+++ LISTED RECORDS
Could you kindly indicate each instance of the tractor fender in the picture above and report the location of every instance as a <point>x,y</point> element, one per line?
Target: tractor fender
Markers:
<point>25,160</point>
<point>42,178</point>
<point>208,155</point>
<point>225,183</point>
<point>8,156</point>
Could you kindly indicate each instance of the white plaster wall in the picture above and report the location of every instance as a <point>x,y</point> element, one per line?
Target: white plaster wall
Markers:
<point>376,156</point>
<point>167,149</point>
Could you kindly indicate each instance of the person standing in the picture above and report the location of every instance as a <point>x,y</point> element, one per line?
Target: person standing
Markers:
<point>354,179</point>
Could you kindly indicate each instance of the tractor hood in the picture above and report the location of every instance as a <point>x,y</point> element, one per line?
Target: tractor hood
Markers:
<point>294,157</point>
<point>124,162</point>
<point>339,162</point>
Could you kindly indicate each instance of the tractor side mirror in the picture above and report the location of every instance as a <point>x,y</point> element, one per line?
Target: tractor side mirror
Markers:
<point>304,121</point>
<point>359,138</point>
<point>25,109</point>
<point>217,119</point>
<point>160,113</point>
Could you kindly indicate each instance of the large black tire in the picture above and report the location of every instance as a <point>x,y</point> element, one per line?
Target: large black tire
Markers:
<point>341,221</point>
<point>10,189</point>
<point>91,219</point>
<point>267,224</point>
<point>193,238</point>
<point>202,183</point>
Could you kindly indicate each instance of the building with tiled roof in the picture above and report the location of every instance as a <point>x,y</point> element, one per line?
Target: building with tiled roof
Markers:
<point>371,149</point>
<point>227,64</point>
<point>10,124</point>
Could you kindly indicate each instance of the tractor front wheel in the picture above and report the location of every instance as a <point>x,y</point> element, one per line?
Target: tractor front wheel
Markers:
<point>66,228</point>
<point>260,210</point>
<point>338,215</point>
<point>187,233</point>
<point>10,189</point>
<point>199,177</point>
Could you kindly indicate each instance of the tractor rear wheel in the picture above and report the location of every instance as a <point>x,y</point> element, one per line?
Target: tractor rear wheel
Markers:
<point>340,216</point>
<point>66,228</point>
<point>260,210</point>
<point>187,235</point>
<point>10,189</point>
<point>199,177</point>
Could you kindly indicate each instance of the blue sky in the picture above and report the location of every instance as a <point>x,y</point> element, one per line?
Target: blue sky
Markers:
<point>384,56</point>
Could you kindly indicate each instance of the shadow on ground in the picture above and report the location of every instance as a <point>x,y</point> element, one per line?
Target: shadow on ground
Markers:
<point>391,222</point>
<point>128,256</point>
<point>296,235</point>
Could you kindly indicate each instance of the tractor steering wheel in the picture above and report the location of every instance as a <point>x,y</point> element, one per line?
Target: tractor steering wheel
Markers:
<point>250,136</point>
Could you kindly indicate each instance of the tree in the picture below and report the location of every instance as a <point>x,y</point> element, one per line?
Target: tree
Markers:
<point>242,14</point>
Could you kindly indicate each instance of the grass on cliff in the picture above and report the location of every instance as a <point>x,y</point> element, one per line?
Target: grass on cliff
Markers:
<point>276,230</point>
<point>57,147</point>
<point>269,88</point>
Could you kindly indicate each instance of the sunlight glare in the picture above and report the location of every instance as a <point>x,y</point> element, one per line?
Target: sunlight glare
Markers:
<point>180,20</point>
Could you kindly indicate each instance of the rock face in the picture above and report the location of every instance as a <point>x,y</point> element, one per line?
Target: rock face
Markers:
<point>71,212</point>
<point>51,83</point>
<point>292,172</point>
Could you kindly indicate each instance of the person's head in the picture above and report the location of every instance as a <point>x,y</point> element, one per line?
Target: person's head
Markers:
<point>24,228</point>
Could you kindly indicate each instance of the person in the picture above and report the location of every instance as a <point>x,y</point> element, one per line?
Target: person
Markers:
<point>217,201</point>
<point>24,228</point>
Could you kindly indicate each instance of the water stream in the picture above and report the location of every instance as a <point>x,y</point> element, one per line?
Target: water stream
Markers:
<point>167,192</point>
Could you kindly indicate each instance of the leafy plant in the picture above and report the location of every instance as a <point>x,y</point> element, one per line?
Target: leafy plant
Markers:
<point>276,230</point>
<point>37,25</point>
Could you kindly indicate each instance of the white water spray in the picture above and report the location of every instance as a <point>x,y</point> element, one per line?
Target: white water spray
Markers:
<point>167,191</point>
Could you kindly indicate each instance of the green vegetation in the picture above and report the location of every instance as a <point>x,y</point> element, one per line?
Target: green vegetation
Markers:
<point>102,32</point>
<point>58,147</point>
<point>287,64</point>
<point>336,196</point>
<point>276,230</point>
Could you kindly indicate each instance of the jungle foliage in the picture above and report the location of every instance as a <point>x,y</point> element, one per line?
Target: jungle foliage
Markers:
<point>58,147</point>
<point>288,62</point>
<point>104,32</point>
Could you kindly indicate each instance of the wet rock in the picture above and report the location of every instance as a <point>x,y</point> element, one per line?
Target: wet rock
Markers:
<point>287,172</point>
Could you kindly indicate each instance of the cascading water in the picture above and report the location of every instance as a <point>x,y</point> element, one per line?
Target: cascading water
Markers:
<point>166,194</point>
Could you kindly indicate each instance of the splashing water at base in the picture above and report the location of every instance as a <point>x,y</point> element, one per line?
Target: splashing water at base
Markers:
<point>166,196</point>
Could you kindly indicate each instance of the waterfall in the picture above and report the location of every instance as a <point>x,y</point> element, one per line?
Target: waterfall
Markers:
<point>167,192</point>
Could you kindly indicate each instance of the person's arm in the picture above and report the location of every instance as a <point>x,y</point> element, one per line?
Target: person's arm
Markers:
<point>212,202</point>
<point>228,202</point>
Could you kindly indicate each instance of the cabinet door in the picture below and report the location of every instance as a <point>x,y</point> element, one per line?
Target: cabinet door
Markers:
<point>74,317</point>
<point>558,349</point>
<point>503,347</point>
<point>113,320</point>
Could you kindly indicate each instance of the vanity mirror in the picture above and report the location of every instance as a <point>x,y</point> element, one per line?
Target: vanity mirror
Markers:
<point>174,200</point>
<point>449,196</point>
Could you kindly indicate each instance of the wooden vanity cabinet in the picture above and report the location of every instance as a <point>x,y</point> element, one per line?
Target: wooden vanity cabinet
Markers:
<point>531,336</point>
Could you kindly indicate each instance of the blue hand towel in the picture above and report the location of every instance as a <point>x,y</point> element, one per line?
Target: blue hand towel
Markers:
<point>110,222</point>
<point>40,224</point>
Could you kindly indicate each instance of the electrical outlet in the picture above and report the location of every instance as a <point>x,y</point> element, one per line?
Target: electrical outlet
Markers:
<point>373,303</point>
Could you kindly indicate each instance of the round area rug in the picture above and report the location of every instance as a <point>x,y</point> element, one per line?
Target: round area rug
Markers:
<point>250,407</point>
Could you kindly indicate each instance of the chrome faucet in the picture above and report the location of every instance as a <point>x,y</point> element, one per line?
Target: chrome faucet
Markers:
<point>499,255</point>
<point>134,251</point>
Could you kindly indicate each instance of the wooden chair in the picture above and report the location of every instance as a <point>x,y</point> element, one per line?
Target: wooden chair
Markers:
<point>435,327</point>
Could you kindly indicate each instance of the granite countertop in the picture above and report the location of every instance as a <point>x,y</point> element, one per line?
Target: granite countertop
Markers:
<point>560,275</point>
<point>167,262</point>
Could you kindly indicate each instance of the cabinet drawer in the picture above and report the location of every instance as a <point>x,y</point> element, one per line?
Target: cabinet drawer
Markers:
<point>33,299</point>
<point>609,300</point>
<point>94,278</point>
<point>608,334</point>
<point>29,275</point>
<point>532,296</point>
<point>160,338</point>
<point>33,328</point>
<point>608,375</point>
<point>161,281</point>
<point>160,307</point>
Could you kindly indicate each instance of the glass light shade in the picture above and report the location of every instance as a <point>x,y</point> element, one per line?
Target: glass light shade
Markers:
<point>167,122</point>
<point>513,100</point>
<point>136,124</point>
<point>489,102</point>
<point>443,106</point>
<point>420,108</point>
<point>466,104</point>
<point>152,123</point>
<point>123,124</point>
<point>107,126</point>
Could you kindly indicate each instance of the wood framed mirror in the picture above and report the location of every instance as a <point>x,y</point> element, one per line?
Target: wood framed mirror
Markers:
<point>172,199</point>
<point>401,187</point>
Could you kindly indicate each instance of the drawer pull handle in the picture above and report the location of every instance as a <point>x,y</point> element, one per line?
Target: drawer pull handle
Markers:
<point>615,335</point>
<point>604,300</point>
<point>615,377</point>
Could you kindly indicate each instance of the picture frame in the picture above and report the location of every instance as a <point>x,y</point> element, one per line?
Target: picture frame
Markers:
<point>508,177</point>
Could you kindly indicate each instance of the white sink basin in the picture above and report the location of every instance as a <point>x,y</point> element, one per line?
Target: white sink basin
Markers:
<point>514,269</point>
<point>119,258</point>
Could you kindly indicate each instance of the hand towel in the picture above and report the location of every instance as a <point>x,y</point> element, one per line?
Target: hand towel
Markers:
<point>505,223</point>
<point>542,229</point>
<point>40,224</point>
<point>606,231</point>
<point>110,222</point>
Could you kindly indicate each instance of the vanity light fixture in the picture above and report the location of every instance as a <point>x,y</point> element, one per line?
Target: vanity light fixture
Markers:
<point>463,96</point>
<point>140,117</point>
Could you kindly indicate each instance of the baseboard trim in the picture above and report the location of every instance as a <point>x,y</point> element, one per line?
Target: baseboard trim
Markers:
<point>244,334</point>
++++++
__AIM__
Print exactly the lines above, starting at the line that contains "Could you kindly indicate each instance of the picture" and ending with the last line of the records, both included.

__FINAL ANSWER__
Could you kindly indicate each instance of the picture frame in the picture above and report the location of every instance as a <point>x,y</point> element, one per line?
Target: picture frame
Markers:
<point>508,177</point>
Could you kindly indicate each instance of the white sink basin in the picture above and report the location of every instance as a <point>x,y</point> element, one per line?
Target: white sink basin
Markers:
<point>514,269</point>
<point>119,258</point>
Could you kindly indicate each instance of the hand towel in the picture above and report the location of every instance as a <point>x,y</point> element, one per line?
Target: hand towel
Markers:
<point>505,223</point>
<point>542,229</point>
<point>40,224</point>
<point>606,231</point>
<point>110,222</point>
Could you kindly indicate each instance of the vanity light fixture in the picture above and report the location of every instance as a <point>x,y</point> element, one per line?
Target: vanity light fixture
Markers:
<point>463,96</point>
<point>140,117</point>
Could you kindly indicate each instance of the baseboard trim in the picture above and report the location of every instance as a <point>x,y</point> element, one per line?
Target: baseboard trim
Markers:
<point>244,334</point>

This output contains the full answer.